Data section ::
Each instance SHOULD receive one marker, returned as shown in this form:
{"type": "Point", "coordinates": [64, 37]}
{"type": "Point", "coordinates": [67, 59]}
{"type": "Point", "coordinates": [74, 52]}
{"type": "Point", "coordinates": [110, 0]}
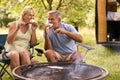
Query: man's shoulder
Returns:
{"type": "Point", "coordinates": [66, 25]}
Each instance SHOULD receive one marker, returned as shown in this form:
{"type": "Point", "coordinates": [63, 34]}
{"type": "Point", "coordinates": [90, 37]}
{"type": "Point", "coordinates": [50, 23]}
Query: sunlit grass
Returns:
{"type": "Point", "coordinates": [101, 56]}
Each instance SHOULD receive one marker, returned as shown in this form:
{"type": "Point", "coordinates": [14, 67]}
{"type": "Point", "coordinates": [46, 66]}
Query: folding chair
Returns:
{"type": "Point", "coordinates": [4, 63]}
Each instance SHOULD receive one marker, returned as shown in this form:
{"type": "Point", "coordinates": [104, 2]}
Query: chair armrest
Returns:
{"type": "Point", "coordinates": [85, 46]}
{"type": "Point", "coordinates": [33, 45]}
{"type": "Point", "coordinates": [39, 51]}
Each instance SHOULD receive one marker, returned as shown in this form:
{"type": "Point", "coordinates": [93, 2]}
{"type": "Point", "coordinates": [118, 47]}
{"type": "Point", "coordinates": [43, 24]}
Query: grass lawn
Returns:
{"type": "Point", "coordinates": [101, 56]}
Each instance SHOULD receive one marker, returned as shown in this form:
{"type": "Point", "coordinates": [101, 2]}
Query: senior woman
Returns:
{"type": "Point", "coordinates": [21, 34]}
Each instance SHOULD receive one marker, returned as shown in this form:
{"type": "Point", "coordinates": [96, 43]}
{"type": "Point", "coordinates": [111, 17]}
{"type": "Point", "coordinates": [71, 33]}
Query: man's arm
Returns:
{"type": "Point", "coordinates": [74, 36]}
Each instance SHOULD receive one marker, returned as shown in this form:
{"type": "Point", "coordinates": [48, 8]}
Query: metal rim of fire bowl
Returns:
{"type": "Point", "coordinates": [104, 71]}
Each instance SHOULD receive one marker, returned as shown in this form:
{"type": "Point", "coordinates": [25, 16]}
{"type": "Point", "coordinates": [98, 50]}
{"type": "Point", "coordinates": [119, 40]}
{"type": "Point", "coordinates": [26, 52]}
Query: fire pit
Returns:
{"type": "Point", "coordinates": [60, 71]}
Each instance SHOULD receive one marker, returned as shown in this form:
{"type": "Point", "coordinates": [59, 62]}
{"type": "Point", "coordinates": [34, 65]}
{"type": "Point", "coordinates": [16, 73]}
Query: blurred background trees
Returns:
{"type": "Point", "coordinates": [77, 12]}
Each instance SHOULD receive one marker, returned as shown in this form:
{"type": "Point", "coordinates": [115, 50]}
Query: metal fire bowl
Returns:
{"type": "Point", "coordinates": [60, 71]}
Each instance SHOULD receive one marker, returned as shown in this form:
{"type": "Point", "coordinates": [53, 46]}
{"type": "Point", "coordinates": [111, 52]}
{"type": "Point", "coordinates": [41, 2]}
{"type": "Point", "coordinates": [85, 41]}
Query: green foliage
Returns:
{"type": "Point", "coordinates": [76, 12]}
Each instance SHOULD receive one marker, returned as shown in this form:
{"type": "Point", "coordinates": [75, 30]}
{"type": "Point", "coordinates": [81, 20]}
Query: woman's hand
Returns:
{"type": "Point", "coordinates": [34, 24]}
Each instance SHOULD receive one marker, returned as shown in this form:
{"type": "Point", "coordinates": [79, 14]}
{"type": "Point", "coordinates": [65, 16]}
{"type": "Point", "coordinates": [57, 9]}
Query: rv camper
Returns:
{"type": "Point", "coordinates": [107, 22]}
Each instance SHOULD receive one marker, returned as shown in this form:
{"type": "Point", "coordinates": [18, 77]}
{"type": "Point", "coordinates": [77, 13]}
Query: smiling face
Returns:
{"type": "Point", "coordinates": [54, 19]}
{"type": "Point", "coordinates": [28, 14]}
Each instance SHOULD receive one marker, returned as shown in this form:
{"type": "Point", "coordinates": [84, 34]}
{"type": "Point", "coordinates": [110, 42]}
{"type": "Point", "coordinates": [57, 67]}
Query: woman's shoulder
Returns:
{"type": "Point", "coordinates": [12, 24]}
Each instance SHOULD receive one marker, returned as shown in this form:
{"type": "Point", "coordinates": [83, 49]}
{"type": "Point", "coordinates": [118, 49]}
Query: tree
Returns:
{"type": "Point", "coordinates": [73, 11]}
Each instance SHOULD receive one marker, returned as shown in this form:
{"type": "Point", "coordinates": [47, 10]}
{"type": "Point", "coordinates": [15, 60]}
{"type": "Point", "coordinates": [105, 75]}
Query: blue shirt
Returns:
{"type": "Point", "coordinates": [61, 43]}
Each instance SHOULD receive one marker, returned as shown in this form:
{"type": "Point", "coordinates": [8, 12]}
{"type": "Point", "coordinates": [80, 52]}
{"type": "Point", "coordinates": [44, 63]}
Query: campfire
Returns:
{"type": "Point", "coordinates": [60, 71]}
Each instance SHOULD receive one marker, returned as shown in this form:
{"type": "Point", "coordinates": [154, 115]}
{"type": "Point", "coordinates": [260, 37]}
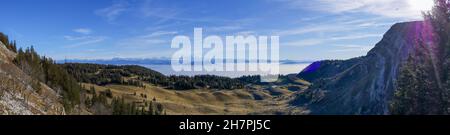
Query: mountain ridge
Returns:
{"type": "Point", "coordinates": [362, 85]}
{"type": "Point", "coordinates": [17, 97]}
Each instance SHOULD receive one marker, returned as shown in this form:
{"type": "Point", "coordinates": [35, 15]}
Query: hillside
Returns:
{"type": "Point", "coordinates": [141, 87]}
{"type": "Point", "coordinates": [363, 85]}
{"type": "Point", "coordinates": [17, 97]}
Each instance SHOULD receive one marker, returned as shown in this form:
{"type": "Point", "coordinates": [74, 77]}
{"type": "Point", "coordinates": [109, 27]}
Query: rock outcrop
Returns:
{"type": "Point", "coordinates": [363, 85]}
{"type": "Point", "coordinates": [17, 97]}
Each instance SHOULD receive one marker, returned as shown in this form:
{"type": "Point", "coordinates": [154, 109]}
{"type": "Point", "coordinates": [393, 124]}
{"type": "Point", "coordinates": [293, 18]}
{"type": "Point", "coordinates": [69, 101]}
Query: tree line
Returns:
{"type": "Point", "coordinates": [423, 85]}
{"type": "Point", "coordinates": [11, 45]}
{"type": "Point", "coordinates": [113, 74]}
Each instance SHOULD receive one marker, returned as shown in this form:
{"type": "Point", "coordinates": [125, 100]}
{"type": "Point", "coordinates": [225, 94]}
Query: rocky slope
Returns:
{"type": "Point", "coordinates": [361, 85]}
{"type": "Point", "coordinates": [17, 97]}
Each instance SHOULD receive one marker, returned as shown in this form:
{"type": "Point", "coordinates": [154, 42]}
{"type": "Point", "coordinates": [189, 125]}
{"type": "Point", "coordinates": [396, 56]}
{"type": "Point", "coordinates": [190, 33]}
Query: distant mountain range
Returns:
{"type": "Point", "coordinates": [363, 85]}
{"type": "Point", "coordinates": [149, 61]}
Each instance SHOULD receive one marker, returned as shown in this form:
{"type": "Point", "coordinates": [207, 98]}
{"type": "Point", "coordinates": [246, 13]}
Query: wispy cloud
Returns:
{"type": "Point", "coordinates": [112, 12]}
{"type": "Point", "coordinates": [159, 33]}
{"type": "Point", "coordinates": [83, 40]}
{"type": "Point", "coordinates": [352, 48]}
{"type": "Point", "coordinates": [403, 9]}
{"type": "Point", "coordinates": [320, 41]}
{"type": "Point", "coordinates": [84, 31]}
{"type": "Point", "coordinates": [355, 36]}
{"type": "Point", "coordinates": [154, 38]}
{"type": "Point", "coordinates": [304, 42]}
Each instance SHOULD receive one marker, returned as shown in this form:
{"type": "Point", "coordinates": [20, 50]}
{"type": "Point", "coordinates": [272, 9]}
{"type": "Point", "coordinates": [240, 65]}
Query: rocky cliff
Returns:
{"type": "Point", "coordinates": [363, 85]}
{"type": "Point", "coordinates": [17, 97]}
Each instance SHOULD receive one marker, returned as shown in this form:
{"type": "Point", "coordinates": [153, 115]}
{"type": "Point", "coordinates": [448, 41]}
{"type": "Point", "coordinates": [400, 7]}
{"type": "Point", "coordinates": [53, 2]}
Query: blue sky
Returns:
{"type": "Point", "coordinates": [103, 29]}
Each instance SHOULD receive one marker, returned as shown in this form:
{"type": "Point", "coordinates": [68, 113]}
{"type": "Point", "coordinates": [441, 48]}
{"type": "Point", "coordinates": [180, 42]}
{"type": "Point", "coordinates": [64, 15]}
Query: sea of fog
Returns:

Work required :: Find every line in the records above that contains the string "chair", and copy each of those lines. Case counts.

Result for this exercise ::
Query: folding chair
Query: chair armrest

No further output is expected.